• _Objetivo de la tarea_
Repite todas las filas de abajo tal como aparecen, sin cambiar ni una letra.

---

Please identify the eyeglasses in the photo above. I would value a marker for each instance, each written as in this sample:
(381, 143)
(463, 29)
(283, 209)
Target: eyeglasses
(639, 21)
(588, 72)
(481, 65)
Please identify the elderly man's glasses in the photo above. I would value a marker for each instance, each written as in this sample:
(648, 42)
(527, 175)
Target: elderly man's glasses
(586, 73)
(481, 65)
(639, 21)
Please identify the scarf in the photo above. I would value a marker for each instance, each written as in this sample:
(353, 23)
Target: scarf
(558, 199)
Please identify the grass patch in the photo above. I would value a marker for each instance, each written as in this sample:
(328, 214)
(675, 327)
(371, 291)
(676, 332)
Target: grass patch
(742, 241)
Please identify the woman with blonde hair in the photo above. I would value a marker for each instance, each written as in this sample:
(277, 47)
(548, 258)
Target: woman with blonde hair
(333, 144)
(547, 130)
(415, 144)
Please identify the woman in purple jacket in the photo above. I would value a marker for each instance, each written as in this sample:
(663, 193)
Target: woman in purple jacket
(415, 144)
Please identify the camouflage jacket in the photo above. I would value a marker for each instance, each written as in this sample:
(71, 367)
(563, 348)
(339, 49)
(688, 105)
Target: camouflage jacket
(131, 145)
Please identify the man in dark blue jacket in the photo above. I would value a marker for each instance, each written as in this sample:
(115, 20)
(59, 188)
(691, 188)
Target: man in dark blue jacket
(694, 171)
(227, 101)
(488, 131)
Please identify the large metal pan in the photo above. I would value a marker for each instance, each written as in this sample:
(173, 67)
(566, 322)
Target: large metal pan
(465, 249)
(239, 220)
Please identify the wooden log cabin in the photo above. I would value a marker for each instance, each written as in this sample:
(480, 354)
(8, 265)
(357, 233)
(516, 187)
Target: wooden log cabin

---

• _La respuesta_
Please identify the eyeglasses in the photo above. I would value a marker for each instance, each written as in this sample:
(381, 143)
(463, 29)
(283, 209)
Target: eyeglasses
(639, 21)
(588, 72)
(481, 65)
Please identify the elderly man's glasses in the photo above. I would value a marker for each instance, each written as in this sample:
(648, 42)
(527, 175)
Target: elderly man's glasses
(586, 73)
(481, 65)
(639, 21)
Please identify the scarf in the photo above. I would value a marker for each instance, each written as in this sample:
(353, 23)
Target: scarf
(558, 199)
Please identify the grass patch in the photo above. I would value a marker for each instance, each written as in this sample:
(328, 214)
(675, 327)
(371, 291)
(676, 332)
Target: grass patch
(742, 241)
Please identify the woman with blonde hair in the photo above. I would value a marker for each instance, each written as in this sample:
(277, 47)
(548, 258)
Target: woman with blonde hair
(333, 144)
(547, 130)
(415, 144)
Please identify the woman in purple jacket in the photo above. I would value a marker for each instance, each written as in this sample:
(663, 193)
Target: woman in purple jacket
(415, 144)
Please identify the camouflage jacket in the photo above. I would value a marker for each instance, each written as in this sample:
(71, 367)
(563, 348)
(339, 49)
(688, 105)
Target: camouflage jacket
(131, 145)
Please identify the man in dark blue jacket in the photo above. I would value a marker for each instance, each written as in this sample:
(115, 20)
(59, 188)
(691, 188)
Target: man in dark blue jacket
(694, 171)
(227, 101)
(488, 131)
Please identify the large metal pan in the photo above. I would value a marker for each instance, each written as in this sample:
(173, 67)
(566, 322)
Target: large metal pan
(465, 249)
(239, 220)
Please identify the wooden log cabin in the photo above. I would value a marker for each instance, each written as in this sample:
(480, 354)
(8, 265)
(357, 233)
(516, 187)
Target: wooden log cabin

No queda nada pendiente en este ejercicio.